## Work order
Only lines with the word "truck" are wanted; copy each of them from the listing below.

## Data provided
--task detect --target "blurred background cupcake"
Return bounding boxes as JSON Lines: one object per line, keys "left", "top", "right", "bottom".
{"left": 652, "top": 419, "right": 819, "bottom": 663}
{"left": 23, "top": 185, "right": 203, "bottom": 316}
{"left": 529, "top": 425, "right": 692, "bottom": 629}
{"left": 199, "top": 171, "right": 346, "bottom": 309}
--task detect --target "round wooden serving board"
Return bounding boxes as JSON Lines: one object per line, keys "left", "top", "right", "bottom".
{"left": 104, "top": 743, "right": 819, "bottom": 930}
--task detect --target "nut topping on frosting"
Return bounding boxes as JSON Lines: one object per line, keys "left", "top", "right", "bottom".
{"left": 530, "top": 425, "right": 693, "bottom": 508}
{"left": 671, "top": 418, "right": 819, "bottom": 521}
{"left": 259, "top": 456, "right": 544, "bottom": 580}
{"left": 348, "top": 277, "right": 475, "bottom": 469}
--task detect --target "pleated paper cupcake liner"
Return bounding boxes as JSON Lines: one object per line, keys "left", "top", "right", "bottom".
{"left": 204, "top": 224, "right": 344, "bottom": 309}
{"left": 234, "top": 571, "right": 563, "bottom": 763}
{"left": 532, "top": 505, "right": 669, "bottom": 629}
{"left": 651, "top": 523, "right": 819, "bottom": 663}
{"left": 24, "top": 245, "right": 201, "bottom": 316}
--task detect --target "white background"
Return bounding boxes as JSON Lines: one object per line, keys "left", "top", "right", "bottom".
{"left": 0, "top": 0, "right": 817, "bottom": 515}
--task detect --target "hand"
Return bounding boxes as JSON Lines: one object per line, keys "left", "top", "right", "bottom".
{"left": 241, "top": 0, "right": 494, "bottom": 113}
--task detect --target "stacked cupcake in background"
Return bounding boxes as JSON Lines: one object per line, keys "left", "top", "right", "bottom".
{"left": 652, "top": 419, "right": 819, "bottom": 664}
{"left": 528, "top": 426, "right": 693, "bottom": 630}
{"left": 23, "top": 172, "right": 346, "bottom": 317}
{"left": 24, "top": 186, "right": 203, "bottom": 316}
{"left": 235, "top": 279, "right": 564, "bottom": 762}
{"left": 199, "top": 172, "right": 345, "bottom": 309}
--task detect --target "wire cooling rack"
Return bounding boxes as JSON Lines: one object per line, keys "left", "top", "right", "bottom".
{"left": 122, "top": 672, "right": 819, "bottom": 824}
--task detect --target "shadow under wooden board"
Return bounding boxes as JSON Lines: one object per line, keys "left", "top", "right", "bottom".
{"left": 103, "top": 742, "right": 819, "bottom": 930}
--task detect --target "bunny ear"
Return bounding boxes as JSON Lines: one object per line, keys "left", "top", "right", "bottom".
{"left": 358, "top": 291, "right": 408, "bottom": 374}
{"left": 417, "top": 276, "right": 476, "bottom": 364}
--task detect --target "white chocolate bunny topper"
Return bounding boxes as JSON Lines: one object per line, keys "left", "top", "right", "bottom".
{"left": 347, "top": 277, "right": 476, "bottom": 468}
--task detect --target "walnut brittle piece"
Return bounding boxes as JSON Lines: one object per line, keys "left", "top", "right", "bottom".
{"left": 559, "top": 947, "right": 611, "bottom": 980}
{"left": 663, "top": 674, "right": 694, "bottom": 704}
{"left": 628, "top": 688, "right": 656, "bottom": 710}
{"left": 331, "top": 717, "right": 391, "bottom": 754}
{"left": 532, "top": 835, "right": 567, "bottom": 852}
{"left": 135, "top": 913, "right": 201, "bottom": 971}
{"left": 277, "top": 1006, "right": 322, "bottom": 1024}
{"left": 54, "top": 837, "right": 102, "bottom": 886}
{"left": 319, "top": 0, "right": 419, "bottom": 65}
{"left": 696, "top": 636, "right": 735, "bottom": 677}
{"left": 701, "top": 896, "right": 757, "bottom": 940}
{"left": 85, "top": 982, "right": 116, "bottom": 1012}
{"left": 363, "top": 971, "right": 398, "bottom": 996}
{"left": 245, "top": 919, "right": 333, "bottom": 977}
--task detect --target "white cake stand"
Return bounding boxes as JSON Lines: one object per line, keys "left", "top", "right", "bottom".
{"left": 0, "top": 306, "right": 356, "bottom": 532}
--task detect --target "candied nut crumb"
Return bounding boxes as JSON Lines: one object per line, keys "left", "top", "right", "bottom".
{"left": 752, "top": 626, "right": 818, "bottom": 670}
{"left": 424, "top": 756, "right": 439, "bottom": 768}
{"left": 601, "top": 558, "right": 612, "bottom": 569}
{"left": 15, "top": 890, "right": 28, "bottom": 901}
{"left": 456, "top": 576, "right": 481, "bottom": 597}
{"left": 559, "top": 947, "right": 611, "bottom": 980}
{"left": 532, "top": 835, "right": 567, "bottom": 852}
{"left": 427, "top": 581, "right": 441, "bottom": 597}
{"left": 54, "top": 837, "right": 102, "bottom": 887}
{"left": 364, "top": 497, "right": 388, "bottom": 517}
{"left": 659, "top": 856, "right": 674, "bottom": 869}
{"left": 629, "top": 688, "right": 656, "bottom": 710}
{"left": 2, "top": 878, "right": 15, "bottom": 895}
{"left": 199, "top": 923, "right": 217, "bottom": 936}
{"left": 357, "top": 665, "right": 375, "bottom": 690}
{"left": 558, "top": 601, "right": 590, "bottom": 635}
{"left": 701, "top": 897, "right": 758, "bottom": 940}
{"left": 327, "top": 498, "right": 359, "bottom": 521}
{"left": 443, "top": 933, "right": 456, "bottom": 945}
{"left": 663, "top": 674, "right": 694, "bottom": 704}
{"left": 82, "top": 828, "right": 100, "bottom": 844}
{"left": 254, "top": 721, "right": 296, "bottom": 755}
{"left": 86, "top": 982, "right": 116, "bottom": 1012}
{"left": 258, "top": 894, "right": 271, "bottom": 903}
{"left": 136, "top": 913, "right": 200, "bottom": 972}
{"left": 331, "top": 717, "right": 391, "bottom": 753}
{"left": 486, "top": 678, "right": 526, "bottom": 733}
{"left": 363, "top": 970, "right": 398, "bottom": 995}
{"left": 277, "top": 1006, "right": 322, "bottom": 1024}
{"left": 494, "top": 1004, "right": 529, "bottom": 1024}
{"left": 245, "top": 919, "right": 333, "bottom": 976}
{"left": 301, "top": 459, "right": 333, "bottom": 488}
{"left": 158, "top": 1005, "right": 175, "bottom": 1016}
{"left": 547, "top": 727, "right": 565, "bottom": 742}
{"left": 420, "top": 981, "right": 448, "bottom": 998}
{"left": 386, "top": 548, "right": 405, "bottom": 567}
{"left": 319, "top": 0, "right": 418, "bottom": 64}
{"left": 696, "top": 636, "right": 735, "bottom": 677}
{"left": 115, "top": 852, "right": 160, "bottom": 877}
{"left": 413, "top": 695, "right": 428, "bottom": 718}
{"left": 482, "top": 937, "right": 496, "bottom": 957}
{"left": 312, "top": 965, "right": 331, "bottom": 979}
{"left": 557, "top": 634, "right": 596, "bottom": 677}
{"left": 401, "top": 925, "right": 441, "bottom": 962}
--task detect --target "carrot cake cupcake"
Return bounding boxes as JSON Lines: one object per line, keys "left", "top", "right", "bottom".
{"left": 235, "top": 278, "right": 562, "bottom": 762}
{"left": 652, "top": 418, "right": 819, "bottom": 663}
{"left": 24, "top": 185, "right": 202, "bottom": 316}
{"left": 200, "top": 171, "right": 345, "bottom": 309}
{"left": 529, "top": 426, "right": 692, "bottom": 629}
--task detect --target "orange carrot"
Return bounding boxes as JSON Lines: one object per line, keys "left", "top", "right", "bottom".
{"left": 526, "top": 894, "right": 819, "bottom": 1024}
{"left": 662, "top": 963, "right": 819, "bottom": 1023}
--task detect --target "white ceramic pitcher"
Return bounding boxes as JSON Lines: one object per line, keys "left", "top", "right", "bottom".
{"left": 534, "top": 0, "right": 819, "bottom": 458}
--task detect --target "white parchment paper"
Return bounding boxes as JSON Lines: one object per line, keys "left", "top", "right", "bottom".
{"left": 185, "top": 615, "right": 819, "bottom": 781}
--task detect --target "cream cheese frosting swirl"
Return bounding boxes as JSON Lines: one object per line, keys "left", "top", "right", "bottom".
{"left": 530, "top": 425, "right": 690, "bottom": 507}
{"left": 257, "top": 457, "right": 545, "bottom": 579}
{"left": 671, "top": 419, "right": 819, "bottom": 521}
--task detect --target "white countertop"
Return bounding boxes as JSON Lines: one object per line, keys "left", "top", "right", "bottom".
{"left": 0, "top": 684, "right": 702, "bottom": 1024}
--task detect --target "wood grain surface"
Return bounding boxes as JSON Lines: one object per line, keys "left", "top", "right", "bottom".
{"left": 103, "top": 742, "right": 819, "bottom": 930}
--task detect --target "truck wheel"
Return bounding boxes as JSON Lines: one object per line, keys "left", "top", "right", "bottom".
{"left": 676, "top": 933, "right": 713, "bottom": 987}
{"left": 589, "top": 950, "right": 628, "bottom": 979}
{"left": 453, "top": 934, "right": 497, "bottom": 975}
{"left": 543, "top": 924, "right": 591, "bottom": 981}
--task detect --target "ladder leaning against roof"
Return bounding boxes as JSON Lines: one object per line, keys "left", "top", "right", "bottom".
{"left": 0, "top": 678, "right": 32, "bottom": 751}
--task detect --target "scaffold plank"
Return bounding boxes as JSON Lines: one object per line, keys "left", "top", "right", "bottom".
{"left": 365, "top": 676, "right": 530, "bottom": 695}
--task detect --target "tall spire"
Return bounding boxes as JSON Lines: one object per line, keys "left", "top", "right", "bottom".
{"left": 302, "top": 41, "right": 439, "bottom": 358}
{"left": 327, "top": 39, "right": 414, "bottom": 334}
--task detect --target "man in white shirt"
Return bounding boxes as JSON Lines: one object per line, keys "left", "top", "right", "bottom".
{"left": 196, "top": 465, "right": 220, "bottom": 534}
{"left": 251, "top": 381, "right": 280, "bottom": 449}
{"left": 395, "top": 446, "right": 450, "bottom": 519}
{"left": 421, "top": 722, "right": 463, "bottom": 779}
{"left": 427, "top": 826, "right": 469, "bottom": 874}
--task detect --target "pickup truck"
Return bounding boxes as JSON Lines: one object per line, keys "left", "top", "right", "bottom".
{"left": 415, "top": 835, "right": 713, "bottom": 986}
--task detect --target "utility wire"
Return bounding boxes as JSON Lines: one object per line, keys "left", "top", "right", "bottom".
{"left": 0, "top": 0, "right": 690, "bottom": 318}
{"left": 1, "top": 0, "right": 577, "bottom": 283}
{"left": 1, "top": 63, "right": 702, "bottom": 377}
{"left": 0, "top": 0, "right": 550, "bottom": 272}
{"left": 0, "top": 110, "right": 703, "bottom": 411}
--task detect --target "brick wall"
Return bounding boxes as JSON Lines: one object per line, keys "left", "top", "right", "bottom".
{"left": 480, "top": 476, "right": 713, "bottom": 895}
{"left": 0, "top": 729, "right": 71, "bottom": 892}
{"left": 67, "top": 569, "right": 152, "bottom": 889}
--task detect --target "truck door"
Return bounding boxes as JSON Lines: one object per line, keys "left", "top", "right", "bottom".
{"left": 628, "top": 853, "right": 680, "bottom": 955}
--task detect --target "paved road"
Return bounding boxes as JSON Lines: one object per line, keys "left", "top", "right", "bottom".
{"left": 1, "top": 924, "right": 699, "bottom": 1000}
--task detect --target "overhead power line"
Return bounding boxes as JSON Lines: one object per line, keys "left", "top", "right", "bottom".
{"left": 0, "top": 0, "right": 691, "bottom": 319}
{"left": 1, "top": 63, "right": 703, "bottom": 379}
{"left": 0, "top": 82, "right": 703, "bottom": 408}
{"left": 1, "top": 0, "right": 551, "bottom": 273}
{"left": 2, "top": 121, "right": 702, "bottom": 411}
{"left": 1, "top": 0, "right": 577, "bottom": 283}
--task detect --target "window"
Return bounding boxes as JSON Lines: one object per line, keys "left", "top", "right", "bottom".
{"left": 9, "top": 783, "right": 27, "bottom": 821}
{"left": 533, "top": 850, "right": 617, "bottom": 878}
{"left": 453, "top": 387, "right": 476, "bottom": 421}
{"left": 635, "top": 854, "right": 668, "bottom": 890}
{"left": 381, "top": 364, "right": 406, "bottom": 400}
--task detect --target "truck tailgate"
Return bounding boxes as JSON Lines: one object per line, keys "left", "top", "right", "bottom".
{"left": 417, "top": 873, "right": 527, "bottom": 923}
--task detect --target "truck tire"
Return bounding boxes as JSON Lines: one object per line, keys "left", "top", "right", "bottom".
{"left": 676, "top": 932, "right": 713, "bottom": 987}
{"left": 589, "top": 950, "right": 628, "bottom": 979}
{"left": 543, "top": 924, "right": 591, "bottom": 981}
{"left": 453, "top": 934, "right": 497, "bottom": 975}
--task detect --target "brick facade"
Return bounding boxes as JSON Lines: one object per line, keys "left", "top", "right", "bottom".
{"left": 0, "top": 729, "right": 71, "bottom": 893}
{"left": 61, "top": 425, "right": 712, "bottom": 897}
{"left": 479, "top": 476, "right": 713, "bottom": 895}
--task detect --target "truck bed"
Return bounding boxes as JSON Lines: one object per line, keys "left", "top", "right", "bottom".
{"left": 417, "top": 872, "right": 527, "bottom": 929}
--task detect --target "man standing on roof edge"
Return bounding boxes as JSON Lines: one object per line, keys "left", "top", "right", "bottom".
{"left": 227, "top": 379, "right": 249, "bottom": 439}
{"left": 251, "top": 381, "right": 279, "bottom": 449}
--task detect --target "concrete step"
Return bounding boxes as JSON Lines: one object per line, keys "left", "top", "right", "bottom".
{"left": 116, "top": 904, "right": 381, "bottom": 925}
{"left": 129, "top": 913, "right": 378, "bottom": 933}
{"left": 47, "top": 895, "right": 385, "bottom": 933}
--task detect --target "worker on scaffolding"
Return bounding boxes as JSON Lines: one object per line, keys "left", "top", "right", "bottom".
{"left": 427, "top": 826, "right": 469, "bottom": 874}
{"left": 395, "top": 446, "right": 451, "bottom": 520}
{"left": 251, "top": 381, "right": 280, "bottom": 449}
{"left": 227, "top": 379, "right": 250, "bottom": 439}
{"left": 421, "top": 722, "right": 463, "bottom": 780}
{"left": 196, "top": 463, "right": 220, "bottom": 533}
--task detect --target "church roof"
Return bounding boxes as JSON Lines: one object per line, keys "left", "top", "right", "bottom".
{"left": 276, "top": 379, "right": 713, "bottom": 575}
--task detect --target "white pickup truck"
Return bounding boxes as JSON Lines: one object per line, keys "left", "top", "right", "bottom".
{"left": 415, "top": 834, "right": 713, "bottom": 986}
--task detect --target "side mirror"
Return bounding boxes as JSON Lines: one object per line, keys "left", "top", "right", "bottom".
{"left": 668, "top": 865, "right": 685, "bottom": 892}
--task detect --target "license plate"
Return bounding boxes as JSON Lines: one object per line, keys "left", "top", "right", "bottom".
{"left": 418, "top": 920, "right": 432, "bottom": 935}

## Reply to the task
--task detect --target "truck wheel"
--task detect --target "pickup truck"
--task detect --target "truck door"
--task detect --target "truck tailgate"
--task detect --target "truck tire"
--task detect --target "truck bed"
--task detect --target "white pickup truck"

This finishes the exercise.